This is the essence of R. Wilson Rogers (don’t ask what the R. stands for) compressed into one sentence — an engineer for the Galactic Navy during the longest peacetime in Galactic Memory. As a result of all the peace, there’s not a whole lot for a Naval ship to do — nor for the men assigned to it. So, Rogers and his fellow crew members got up to a lot of nonsense — drinking, gambling and worse. Eventually, Rogers finds himself leaving under less than auspicious circumstances. Not long after that, under even less auspicious circumstances (which I’ll leave for you to read about and chuckle over) he finds himself back on the appropriately named Flagship which has transformed in his brief absence in to a serious-minded place, full of random inspections, wartime preparations (despite centuries of peace), and odd assignments.

Before long, Rogers finds himself getting promotions, leading a group of battle droids, and seriously considering suicide and desertion (favoring the the latter, I assure you) — and that’s when things really start to get interesting.

This is pretty decent Military SF with a twist of humor, a dollop of irony, a pinch of satire, and so on — I don’t want to compare it to Adams. But I’ll compare it to a mix of Scalzi, Harry Harrison, Jack Campbell, Grant Naylor and Peter David. There’s a sense of play, even when he’s not going for the comedy, which makes the whole thing fun to read.

Best ‘droid since Marvin, best malfunctioning human personality software since Marvin (or Lore — but not as creepy or murderous), funniest ‘droids since Kryten. I could keep those comparisons going — essentially, I really liked all of the Droids on Flagship (especially Deet). The CO that reminded me of some sort of hybrid between the pointy-haired boss and Douglas Reynholm is great comic relief, but there’s more to him than that.

Honestly, I could go on and on, Zieja assembled a great cast of characters — real enough that you can like them, outlandish enough that you don’t take them terribly seriously. Not just the obviously comedic characters either, there are a few “straight (wo)men” characters scattered throughout, keeping the rest grounded. Rogers is the best of the bunch — there’s a little personal growth to him (no one’s more surprised and dismayed by that than him), I enjoyed seeing that come out. I liked how despite himself he learns to set aside prejudices, take things seriously, and even act a little heroically. I as amused by (and occasionally disturbed by) his attraction to/fascination with the Amazonian Marine Captain. Rogers’ way of looking at the world is pretty relatable (I’m not saying that he’s the kind of guy you spend time with, he’s the guy you want to spend time with), and he’ll win you to his side pretty quickly.

One thing that I really appreciated was the respect that Zieja showed to the military personnel throughout this — too often everyone (with a maximum of a couple of exceptions) in a book like this is depicted as a moron — think of Richard Hooker’s classic for a moment. It’s just one example, but it’s a good one. You’ve got Jones, the Painless Pole, Hawkeye, Trapper, Duke, and a couple of nurses here and there who are competent, if not great, doctors. Who else? Everyone else is a “regular Army” schmuck ho shouldn’t be allowed in an operating theater or near anything where life and death decisions come into play.

● ● ● ● ● ● ●

• WHAT IS REQUIRED
Decide whether each statement agrees with the book review, answering yes or no and quoting the words of the review that settle it: (a) Rogers works as an engineer for the Galactic Navy. (b) The reviewer compares the book to Adams. (c) On Rogers's return, the Flagship has become a serious-minded place.

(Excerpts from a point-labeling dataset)
● ● ● ● ● ● ●

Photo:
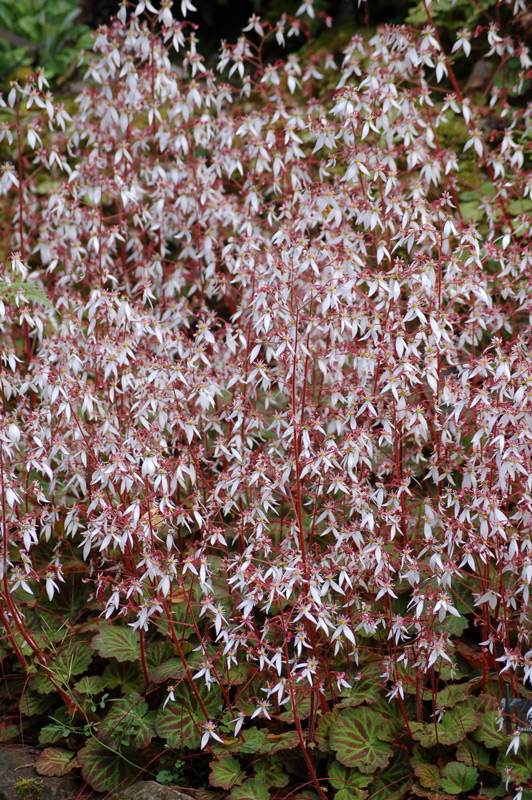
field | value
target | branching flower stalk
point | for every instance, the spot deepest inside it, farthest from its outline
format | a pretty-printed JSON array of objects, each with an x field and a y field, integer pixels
[{"x": 285, "y": 369}]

● ● ● ● ● ● ●

• EXERCISE SOLUTION
(a) Yes: "an engineer for the Galactic Navy during the longest peacetime in Galactic Memory."
(b) No: "I don’t want to compare it to Adams."
(c) Yes: "has transformed in his brief absence in to a serious-minded place."